_BRIEF:_ The entries below need to be transcribed verbatim.

(Stored records)
——————————

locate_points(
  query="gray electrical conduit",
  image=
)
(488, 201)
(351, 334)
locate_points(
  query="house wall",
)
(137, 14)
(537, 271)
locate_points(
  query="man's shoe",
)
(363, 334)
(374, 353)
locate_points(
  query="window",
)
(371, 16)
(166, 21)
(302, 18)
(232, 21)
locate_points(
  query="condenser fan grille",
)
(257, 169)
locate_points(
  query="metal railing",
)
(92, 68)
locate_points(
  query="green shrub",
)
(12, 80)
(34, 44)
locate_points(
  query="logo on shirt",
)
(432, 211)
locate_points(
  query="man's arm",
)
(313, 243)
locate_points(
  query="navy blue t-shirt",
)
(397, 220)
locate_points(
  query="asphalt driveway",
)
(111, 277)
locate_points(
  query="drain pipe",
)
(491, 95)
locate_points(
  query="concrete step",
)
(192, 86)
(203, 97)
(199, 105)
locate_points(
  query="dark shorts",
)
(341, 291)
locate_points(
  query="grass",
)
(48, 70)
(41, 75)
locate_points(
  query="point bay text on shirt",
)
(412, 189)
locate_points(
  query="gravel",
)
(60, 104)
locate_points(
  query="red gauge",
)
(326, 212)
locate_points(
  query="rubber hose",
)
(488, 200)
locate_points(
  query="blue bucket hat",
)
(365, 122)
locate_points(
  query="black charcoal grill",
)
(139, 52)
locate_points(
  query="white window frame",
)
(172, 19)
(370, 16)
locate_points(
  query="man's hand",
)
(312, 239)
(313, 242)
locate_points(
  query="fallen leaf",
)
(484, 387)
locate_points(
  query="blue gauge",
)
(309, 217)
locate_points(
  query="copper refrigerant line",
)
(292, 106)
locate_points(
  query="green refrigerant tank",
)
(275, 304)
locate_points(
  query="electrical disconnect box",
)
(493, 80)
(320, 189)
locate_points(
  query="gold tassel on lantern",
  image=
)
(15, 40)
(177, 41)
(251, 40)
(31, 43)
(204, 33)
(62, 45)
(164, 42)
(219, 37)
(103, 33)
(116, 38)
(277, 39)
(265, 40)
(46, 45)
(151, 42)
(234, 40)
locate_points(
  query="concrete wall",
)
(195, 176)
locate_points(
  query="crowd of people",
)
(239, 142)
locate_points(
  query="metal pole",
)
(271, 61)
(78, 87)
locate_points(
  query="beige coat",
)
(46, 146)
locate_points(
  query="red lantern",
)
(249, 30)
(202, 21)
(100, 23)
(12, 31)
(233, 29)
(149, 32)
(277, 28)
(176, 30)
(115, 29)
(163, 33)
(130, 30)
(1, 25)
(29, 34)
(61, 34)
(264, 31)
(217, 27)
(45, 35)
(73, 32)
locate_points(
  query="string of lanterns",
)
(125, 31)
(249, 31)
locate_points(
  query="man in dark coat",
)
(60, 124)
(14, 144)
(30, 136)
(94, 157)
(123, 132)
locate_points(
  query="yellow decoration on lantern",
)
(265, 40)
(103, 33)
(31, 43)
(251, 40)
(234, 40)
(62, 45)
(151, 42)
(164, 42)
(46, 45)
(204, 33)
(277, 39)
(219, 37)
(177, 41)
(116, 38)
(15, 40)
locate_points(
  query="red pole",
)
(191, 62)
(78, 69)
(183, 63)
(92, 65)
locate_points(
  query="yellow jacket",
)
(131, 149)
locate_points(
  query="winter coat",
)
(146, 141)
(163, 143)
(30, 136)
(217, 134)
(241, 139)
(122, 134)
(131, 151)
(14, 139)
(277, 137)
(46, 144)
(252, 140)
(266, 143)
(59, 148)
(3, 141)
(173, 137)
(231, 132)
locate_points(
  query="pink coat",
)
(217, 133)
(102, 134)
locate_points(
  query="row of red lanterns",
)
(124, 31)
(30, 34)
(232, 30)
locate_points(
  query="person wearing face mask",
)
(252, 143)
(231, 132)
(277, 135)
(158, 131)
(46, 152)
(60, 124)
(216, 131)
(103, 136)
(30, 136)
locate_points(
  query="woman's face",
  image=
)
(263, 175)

——————————

_EXPECTED ANSWER:_
locate_points(
  query="gray electrical conduit",
  image=
)
(488, 201)
(351, 334)
locate_points(
  query="house wall",
)
(137, 14)
(537, 271)
locate_points(
  query="man's shoe",
)
(363, 334)
(374, 353)
locate_points(
  query="window",
)
(371, 16)
(166, 21)
(302, 18)
(232, 21)
locate_points(
  query="condenser fan grille",
)
(257, 169)
locate_points(
  query="metal railing",
)
(92, 68)
locate_points(
  query="green shrub",
)
(12, 80)
(34, 44)
locate_points(
  query="logo on shirt",
)
(432, 211)
locate_points(
  query="man's arm",
)
(313, 243)
locate_points(
  query="navy blue t-shirt",
)
(397, 220)
locate_points(
  query="asphalt driveway",
)
(111, 277)
locate_points(
  query="drain pipe",
)
(491, 95)
locate_points(
  query="concrete step",
)
(192, 86)
(203, 97)
(199, 105)
locate_points(
  query="dark shorts",
)
(341, 291)
locate_points(
  query="grass",
)
(48, 70)
(41, 75)
locate_points(
  query="point bay text on shirt",
)
(412, 189)
locate_points(
  query="gravel",
)
(60, 104)
locate_points(
  query="red gauge",
)
(326, 212)
locate_points(
  query="rubber hose",
)
(488, 200)
locate_points(
  query="blue bucket hat",
)
(365, 122)
locate_points(
  query="black charcoal grill",
)
(139, 52)
locate_points(
  query="white window frame",
)
(172, 19)
(370, 16)
locate_points(
  query="man's hand",
)
(312, 239)
(313, 242)
locate_points(
  query="fallen leaf",
)
(484, 387)
locate_points(
  query="blue gauge",
)
(309, 217)
locate_points(
  query="copper refrigerant line",
)
(292, 106)
locate_points(
  query="green refrigerant tank",
)
(275, 304)
locate_points(
  query="electrical disconnect box",
)
(493, 80)
(320, 189)
locate_points(
  query="gold tassel on lantern",
  image=
)
(15, 40)
(177, 41)
(251, 40)
(31, 43)
(204, 33)
(62, 45)
(164, 42)
(219, 37)
(103, 33)
(116, 38)
(277, 39)
(265, 40)
(46, 45)
(151, 42)
(234, 40)
locate_points(
  query="concrete wall",
)
(195, 176)
locate_points(
  query="crowd of people",
)
(239, 142)
locate_points(
  query="metal pole",
)
(271, 61)
(78, 87)
locate_points(
  query="beige coat",
)
(46, 146)
locate_points(
  query="red lantern",
)
(249, 30)
(202, 21)
(100, 23)
(12, 31)
(233, 29)
(149, 32)
(277, 28)
(176, 30)
(115, 29)
(163, 33)
(130, 30)
(1, 25)
(29, 34)
(61, 34)
(264, 31)
(217, 27)
(45, 35)
(73, 32)
locate_points(
  query="string of lanterns",
)
(125, 31)
(249, 31)
locate_points(
  query="man in dark coat",
)
(60, 124)
(14, 144)
(30, 136)
(94, 157)
(123, 132)
locate_points(
  query="yellow decoration on lantern",
)
(265, 40)
(103, 33)
(31, 43)
(251, 40)
(234, 40)
(62, 45)
(151, 42)
(164, 42)
(46, 45)
(204, 33)
(277, 39)
(219, 37)
(177, 41)
(116, 38)
(15, 40)
locate_points(
  query="red pole",
)
(191, 62)
(78, 69)
(183, 63)
(92, 65)
locate_points(
  query="yellow jacket",
)
(131, 149)
locate_points(
  query="winter coat",
)
(146, 141)
(163, 143)
(30, 136)
(217, 134)
(241, 139)
(122, 134)
(131, 151)
(14, 139)
(277, 137)
(46, 144)
(252, 140)
(266, 143)
(59, 148)
(3, 141)
(173, 137)
(231, 132)
locate_points(
  query="pink coat",
)
(217, 133)
(102, 134)
locate_points(
  query="row of red lanterns",
)
(124, 31)
(30, 34)
(232, 30)
locate_points(
  query="person wearing face mask",
)
(252, 143)
(231, 132)
(277, 135)
(158, 131)
(46, 152)
(60, 124)
(216, 131)
(103, 136)
(30, 136)
locate_points(
  query="woman's face",
  image=
)
(263, 175)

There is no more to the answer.